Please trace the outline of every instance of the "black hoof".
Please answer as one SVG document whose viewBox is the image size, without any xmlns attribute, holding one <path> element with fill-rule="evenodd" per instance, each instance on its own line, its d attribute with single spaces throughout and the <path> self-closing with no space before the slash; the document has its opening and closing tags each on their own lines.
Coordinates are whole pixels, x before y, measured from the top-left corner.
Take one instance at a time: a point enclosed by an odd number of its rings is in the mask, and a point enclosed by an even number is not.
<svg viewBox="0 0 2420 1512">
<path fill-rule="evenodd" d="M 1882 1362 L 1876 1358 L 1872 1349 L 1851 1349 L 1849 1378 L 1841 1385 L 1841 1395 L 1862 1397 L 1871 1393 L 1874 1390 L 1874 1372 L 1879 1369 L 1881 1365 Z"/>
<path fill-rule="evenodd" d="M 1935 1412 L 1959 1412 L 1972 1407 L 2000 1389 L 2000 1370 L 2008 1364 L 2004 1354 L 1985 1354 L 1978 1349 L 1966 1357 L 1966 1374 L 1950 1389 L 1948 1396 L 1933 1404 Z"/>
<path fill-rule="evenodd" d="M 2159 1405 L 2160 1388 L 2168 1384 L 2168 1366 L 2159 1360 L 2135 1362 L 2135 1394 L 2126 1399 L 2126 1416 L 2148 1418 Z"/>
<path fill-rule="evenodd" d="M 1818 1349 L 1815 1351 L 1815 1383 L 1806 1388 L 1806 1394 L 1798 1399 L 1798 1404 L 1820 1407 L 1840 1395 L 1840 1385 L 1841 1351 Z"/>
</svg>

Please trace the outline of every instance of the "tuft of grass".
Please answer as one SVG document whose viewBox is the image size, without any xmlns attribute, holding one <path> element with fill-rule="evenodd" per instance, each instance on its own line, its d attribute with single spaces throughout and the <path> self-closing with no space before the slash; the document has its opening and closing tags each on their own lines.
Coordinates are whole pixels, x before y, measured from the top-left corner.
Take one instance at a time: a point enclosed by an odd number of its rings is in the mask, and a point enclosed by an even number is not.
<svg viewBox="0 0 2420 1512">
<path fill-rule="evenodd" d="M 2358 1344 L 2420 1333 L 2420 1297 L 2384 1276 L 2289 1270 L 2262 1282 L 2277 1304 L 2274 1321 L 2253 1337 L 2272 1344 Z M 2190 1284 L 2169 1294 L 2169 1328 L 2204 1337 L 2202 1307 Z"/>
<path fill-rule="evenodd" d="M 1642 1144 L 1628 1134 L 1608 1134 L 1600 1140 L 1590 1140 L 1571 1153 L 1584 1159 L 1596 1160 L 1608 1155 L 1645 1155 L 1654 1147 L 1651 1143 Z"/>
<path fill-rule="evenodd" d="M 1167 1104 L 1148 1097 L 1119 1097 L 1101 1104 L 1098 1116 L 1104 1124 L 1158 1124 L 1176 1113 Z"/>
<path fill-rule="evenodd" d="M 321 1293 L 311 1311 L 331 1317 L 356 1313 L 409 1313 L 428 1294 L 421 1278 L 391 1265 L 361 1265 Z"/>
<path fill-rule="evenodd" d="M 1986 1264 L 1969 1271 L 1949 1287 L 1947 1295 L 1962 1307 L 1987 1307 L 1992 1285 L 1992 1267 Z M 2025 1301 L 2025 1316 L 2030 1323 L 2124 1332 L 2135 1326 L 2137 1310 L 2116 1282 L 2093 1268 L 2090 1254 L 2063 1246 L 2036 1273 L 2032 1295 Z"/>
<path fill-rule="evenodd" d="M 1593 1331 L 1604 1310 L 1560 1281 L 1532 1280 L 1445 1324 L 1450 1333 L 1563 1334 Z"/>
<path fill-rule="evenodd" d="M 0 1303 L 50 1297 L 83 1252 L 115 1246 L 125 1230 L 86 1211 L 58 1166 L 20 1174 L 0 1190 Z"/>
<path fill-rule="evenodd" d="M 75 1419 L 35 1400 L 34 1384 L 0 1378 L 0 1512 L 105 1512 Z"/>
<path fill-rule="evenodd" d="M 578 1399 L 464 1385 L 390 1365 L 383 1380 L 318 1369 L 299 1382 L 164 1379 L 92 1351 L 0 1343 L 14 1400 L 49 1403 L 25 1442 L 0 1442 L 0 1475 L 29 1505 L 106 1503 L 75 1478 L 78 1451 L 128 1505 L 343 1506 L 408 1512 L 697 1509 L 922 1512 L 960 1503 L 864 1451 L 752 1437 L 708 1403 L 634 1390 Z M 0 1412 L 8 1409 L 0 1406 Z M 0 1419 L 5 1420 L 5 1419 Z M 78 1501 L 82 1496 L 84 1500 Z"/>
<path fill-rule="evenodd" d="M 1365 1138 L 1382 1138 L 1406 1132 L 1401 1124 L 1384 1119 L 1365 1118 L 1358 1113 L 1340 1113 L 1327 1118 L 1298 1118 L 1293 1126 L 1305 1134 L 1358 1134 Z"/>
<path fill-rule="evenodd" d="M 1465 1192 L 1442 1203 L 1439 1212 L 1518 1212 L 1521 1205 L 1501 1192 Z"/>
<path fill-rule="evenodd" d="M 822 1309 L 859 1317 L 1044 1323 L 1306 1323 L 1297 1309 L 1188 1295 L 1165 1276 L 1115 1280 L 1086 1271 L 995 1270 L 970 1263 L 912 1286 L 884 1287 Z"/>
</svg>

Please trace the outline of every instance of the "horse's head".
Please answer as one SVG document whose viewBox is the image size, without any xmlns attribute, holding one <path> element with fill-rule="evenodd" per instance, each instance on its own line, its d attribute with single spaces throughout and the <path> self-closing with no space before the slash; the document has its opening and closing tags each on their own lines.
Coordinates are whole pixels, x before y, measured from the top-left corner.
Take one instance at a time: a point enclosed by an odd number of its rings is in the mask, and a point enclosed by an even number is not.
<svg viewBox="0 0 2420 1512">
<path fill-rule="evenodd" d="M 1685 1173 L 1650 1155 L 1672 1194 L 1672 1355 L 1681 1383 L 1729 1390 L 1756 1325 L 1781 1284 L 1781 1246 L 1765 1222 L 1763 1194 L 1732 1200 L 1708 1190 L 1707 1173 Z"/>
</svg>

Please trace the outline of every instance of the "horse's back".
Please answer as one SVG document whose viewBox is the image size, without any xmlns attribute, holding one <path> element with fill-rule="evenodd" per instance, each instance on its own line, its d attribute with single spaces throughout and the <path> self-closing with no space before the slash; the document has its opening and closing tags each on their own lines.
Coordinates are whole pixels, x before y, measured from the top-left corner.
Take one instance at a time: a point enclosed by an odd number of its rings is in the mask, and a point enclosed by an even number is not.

**What needs to be done**
Please reproduce every line shown above, exactly as written.

**Your response**
Please trace the outline of every instance of the "black hoof".
Please answer as one SVG document whose viewBox is the image size, without any xmlns attribute, holding one <path> element with fill-rule="evenodd" per instance, each instance on its own line, its d attribute with single spaces throughout and the <path> self-closing with no space before the slash; the document has its opening and closing tags each on their own lines.
Coordinates are whole pixels, x before y, measured from the top-left corner.
Take one instance at a time: a point enclosed by an odd number of its rings is in the mask, and a point enclosed by an even number is not.
<svg viewBox="0 0 2420 1512">
<path fill-rule="evenodd" d="M 1882 1362 L 1876 1358 L 1872 1349 L 1851 1349 L 1849 1378 L 1841 1385 L 1841 1395 L 1862 1397 L 1871 1393 L 1874 1390 L 1874 1372 L 1879 1369 L 1881 1365 Z"/>
<path fill-rule="evenodd" d="M 1935 1412 L 1959 1412 L 1972 1407 L 2000 1389 L 2000 1370 L 2008 1364 L 2004 1354 L 1985 1354 L 1978 1349 L 1966 1357 L 1966 1374 L 1950 1389 L 1948 1396 L 1933 1404 Z"/>
<path fill-rule="evenodd" d="M 2159 1405 L 2160 1388 L 2168 1384 L 2168 1366 L 2159 1360 L 2135 1362 L 2135 1394 L 2126 1399 L 2126 1416 L 2148 1418 Z"/>
<path fill-rule="evenodd" d="M 1818 1349 L 1815 1351 L 1815 1383 L 1806 1388 L 1806 1394 L 1798 1399 L 1798 1404 L 1820 1407 L 1840 1395 L 1840 1385 L 1841 1351 Z"/>
</svg>

Please trace the outline of every instance of the "tuft of grass".
Please answer as one SVG document whose viewBox is the image size, without any xmlns attribute, holding one <path> element with fill-rule="evenodd" per instance, each instance on its own line, its d attribute with single spaces throughout and the <path> self-closing with no space before the slash; the document has its opening and closing tags each on their own lines.
Coordinates are whole pixels, x before y, measured from the top-left corner.
Take one instance at a time: a point enclosed by an odd number of its rings is in the mask, and a point enclosed by an even number is not.
<svg viewBox="0 0 2420 1512">
<path fill-rule="evenodd" d="M 2358 1344 L 2420 1333 L 2420 1297 L 2384 1276 L 2289 1270 L 2262 1282 L 2277 1304 L 2274 1321 L 2253 1337 L 2272 1344 Z M 2190 1284 L 2169 1294 L 2169 1328 L 2204 1337 L 2202 1307 Z"/>
<path fill-rule="evenodd" d="M 1642 1144 L 1628 1134 L 1608 1134 L 1600 1140 L 1590 1140 L 1571 1153 L 1584 1159 L 1596 1160 L 1608 1155 L 1645 1155 L 1654 1147 L 1651 1143 Z"/>
<path fill-rule="evenodd" d="M 1167 1104 L 1148 1097 L 1119 1097 L 1101 1104 L 1098 1116 L 1104 1124 L 1158 1124 L 1176 1113 Z"/>
<path fill-rule="evenodd" d="M 321 1293 L 311 1311 L 331 1317 L 356 1313 L 409 1313 L 428 1294 L 421 1278 L 391 1265 L 361 1265 Z"/>
<path fill-rule="evenodd" d="M 1986 1264 L 1969 1271 L 1949 1287 L 1947 1295 L 1962 1307 L 1987 1307 L 1992 1285 L 1992 1267 Z M 2025 1301 L 2025 1316 L 2030 1323 L 2124 1332 L 2135 1326 L 2137 1310 L 2116 1282 L 2093 1268 L 2090 1254 L 2063 1246 L 2036 1273 L 2032 1295 Z"/>
<path fill-rule="evenodd" d="M 1593 1331 L 1604 1310 L 1560 1281 L 1532 1280 L 1445 1324 L 1450 1333 L 1563 1334 Z"/>
<path fill-rule="evenodd" d="M 0 1303 L 50 1297 L 83 1252 L 115 1246 L 125 1230 L 86 1211 L 58 1166 L 20 1174 L 0 1190 Z"/>
<path fill-rule="evenodd" d="M 75 1419 L 35 1400 L 34 1384 L 0 1378 L 0 1512 L 105 1512 Z"/>
<path fill-rule="evenodd" d="M 578 1399 L 464 1385 L 390 1365 L 383 1380 L 318 1369 L 299 1382 L 164 1379 L 92 1351 L 0 1343 L 14 1400 L 49 1403 L 25 1442 L 0 1442 L 0 1475 L 29 1505 L 106 1503 L 75 1478 L 78 1451 L 128 1505 L 343 1506 L 408 1512 L 697 1509 L 922 1512 L 960 1503 L 864 1451 L 752 1437 L 708 1403 L 634 1390 Z M 0 1412 L 8 1409 L 0 1406 Z M 0 1419 L 5 1420 L 5 1419 Z M 78 1501 L 82 1496 L 84 1500 Z"/>
<path fill-rule="evenodd" d="M 1365 1138 L 1382 1138 L 1406 1132 L 1401 1124 L 1384 1119 L 1365 1118 L 1358 1113 L 1340 1113 L 1327 1118 L 1298 1118 L 1293 1126 L 1305 1134 L 1358 1134 Z"/>
<path fill-rule="evenodd" d="M 1465 1192 L 1442 1203 L 1439 1212 L 1518 1212 L 1521 1205 L 1501 1192 Z"/>
<path fill-rule="evenodd" d="M 822 1309 L 859 1317 L 1044 1323 L 1306 1323 L 1297 1309 L 1188 1295 L 1165 1276 L 1115 1280 L 1086 1271 L 995 1270 L 970 1263 L 912 1286 L 884 1287 Z"/>
</svg>

Please trace the outline of every instance of the "horse's head".
Please answer as one SVG document whose viewBox is the image size, without any xmlns attribute, holding one <path> element with fill-rule="evenodd" per instance, each instance on its own line, its d attribute with single spaces throughout and the <path> self-closing with no space before the slash; the document has its opening and closing tags each on their own lines.
Coordinates are whole pixels, x before y, measured from the top-left corner.
Take one instance at a time: a point enclosed by an odd number of its rings is in the mask, and a point enclosed by an even number is not.
<svg viewBox="0 0 2420 1512">
<path fill-rule="evenodd" d="M 1685 1173 L 1650 1155 L 1672 1194 L 1672 1355 L 1681 1383 L 1729 1390 L 1756 1325 L 1781 1284 L 1781 1246 L 1765 1222 L 1763 1194 L 1732 1200 L 1708 1190 L 1707 1173 Z"/>
</svg>

Please trace the outline of every instance of the "horse's back".
Please answer as one SVG document whose viewBox is the image size, without any xmlns attribute, holding one <path> element with fill-rule="evenodd" per instance, each instance on its own line, its d attribute with single spaces throughout and the <path> self-closing with no space before the slash; the document has its opening and closing tags each on their own lines.
Coordinates are whole pixels, x before y, measured from the top-left corner.
Take one instance at a time: a point enclosed by an odd number of its rings is in the mask, and a point enclosed by an even number is not.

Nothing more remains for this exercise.